• _What to do_:
- A) Set down the entire forum thread on pronouncing the consonants ङ and ञ, which appears below, word for word.
- B) Extract, unchanged, the lines of the records below that run from the line with "Reviewer note: every instance of the evergreen" through the final line of the records, both ends included.

• _Reading text_:
# Sanskrit-Hindi: The consonants ङ and ञ



## Qureshpor

I know how the words are articulated when consonants ङ and ञ form part of the word. I find that I struggle when I attempt to pronounce them on their own. Any assistance in this matter will be much appreciated.


----------



## nineth

It took me a long time myself to understand how to correctly pronounce them standalone; it was in the nineth grade when I was able to finally formally deduce their pronunciation and figure it out. There are a few ways to explain it. The best I feel is as follows:

Step 1. Try to feel where you pronounce ta, tha, da, dha, na from; note that the tongue is exactly at the same position for 'na' as for ta, tha, da, dha; similarly, for pa, pha, ba, bha, ma.  Now this gives you an idea as to how to get to the right pronunciation for nga, nya, and ana.

Step 2. Now consider
ka, kha, ga, gha, ङ
cha, Cha, ja, Jha,  ञ
Ta, Tha, Da, Dha, ana
Now, for ङ,  try to pronounce like 'na' (nasal) but keeping your tongue at the same place and with the same position/shape as you would for 'ka', Kha, ga, Gha (i.e., velar plosives).
For ञ, now again try to pronounce just like 'na' (nasal) but force your tongue to be exactly in the same way as for "cha, Cha, ja, jha" (affricates); you'll get something that sounds like 'nya'
Similarly, one can deduce the pronunciation for 'aNa' or confirm that the above method works as expected.  

I hope this helps you accurately pronounce them standalone. If not, let me know and I can describe another way you can get to them.


----------



## Qureshpor

nineth said:


> It took me a long time myself to understand how to correctly pronounce them standalone; it was in the nineth grade when I was able to formally deduce its pronunciation and finally figure it out. There are a few ways to explain it. The best I feel is as follows:
> 
> 1. Try to feel where you pronounce ta, tha, da, dha, na from; note that the tongue is exactly at the same position for 'na' as for ta, tha, da, dha; similarly, for pa, pha, ba, bha, ma.  Now this gives you an idea as to how to get to the right pronunciation for nga, nya, and ana.

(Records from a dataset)
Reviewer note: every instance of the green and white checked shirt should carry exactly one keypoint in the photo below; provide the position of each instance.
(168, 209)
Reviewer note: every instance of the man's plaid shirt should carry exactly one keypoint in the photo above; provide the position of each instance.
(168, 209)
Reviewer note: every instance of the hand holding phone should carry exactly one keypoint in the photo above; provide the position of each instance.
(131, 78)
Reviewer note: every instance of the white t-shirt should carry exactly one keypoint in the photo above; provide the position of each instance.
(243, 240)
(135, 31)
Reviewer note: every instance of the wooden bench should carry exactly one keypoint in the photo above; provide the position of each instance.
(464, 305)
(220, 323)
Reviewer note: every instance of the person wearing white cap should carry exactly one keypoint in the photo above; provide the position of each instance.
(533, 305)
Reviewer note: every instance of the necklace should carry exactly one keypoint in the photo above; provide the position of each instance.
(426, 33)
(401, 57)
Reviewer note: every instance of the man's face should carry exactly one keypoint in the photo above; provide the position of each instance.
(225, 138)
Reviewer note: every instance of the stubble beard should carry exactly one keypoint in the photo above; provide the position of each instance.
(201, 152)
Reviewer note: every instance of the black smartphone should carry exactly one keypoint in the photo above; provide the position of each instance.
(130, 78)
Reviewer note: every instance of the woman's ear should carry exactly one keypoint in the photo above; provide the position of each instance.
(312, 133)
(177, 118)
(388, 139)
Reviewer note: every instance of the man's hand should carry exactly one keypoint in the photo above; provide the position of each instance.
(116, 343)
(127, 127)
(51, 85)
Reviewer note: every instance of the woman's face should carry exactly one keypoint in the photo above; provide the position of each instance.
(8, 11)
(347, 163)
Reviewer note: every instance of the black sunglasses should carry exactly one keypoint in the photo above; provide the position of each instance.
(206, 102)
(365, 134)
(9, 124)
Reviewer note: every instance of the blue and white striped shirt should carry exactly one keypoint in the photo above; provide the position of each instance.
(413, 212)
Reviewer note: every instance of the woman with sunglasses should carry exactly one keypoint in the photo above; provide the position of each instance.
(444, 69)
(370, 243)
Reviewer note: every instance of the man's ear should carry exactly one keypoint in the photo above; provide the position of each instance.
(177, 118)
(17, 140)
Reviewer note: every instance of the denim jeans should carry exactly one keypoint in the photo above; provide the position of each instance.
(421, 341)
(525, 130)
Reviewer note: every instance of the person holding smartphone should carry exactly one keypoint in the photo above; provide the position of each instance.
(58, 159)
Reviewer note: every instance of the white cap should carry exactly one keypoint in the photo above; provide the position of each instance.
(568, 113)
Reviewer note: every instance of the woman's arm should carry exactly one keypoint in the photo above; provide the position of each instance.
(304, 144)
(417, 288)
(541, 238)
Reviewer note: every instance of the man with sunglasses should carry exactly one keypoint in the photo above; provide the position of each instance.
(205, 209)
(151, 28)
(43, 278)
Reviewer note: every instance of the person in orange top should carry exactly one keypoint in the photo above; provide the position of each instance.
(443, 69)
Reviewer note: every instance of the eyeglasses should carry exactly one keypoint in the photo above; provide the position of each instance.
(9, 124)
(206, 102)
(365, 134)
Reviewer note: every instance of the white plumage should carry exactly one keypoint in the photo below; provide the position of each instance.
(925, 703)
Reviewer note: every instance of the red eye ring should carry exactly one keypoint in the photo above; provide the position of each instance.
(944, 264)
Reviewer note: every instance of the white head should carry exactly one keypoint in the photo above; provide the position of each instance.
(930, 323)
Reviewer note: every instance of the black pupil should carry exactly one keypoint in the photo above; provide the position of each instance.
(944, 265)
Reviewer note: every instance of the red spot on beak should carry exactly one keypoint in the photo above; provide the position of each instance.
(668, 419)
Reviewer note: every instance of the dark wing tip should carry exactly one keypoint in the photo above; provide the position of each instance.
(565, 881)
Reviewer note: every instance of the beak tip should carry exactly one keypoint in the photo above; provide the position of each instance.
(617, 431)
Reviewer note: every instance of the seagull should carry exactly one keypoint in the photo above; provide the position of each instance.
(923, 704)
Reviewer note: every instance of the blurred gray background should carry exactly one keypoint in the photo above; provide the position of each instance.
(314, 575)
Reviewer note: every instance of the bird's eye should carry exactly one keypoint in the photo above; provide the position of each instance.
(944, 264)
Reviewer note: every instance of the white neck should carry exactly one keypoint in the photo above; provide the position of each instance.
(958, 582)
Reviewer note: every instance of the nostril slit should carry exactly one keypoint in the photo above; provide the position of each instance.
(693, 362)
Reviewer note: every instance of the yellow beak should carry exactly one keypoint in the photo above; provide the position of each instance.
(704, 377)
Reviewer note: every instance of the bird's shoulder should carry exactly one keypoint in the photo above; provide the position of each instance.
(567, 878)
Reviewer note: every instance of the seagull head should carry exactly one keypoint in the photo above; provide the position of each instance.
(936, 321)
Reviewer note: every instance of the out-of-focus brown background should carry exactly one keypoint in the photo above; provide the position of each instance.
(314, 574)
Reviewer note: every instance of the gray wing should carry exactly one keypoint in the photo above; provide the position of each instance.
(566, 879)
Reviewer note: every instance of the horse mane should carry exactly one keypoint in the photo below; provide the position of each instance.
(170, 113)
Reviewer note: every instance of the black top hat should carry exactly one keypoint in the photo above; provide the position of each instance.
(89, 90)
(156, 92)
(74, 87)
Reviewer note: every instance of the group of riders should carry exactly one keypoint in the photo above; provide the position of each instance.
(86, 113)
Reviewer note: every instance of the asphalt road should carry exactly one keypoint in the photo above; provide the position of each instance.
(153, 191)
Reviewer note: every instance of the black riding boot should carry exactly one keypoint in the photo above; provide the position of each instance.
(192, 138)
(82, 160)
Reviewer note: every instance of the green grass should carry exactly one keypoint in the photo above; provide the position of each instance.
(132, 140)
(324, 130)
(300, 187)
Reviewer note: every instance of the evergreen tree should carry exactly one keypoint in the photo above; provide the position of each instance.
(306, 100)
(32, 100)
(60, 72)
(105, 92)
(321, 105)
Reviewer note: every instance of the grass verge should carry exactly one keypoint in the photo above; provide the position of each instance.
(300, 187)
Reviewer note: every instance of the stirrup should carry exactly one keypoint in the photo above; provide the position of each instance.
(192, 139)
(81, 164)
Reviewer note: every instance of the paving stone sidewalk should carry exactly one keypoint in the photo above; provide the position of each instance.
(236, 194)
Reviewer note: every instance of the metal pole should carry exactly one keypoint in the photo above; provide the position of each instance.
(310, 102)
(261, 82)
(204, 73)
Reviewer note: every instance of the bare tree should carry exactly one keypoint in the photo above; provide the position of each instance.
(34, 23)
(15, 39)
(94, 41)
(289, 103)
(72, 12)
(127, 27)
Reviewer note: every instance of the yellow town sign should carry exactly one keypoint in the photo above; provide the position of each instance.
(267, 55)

• _Full answers_:
- A)
# Sanskrit-Hindi: The consonants ङ and ञ



## Qureshpor

I know how the words are articulated when consonants ङ and ञ form part of the word. I find that I struggle when I attempt to pronounce them on their own. Any assistance in this matter will be much appreciated.


----------



## nineth

It took me a long time myself to understand how to correctly pronounce them standalone; it was in the nineth grade when I was able to finally formally deduce their pronunciation and figure it out. There are a few ways to explain it. The best I feel is as follows:

Step 1. Try to feel where you pronounce ta, tha, da, dha, na from; note that the tongue is exactly at the same position for 'na' as for ta, tha, da, dha; similarly, for pa, pha, ba, bha, ma.  Now this gives you an idea as to how to get to the right pronunciation for nga, nya, and ana.

Step 2. Now consider
ka, kha, ga, gha, ङ
cha, Cha, ja, Jha,  ञ
Ta, Tha, Da, Dha, ana
Now, for ङ,  try to pronounce like 'na' (nasal) but keeping your tongue at the same place and with the same position/shape as you would for 'ka', Kha, ga, Gha (i.e., velar plosives).
For ञ, now again try to pronounce just like 'na' (nasal) but force your tongue to be exactly in the same way as for "cha, Cha, ja, jha" (affricates); you'll get something that sounds like 'nya'
Similarly, one can deduce the pronunciation for 'aNa' or confirm that the above method works as expected.  

I hope this helps you accurately pronounce them standalone. If not, let me know and I can describe another way you can get to them.


----------



## Qureshpor

nineth said:


> It took me a long time myself to understand how to correctly pronounce them standalone; it was in the nineth grade when I was able to formally deduce its pronunciation and finally figure it out. There are a few ways to explain it. The best I feel is as follows:
> 
> 1. Try to feel where you pronounce ta, tha, da, dha, na from; note that the tongue is exactly at the same position for 'na' as for ta, tha, da, dha; similarly, for pa, pha, ba, bha, ma.  Now this gives you an idea as to how to get to the right pronunciation for nga, nya, and ana.

- B)
Reviewer note: every instance of the evergreen tree should carry exactly one keypoint in the photo above; provide the position of each instance.
(306, 100)
(32, 100)
(60, 72)
(105, 92)
(321, 105)
Reviewer note: every instance of the grass verge should carry exactly one keypoint in the photo above; provide the position of each instance.
(300, 187)
Reviewer note: every instance of the stirrup should carry exactly one keypoint in the photo above; provide the position of each instance.
(192, 139)
(81, 164)
Reviewer note: every instance of the paving stone sidewalk should carry exactly one keypoint in the photo above; provide the position of each instance.
(236, 194)
Reviewer note: every instance of the metal pole should carry exactly one keypoint in the photo above; provide the position of each instance.
(310, 102)
(261, 82)
(204, 73)
Reviewer note: every instance of the bare tree should carry exactly one keypoint in the photo above; provide the position of each instance.
(34, 23)
(15, 39)
(94, 41)
(289, 103)
(72, 12)
(127, 27)
Reviewer note: every instance of the yellow town sign should carry exactly one keypoint in the photo above; provide the position of each instance.
(267, 55)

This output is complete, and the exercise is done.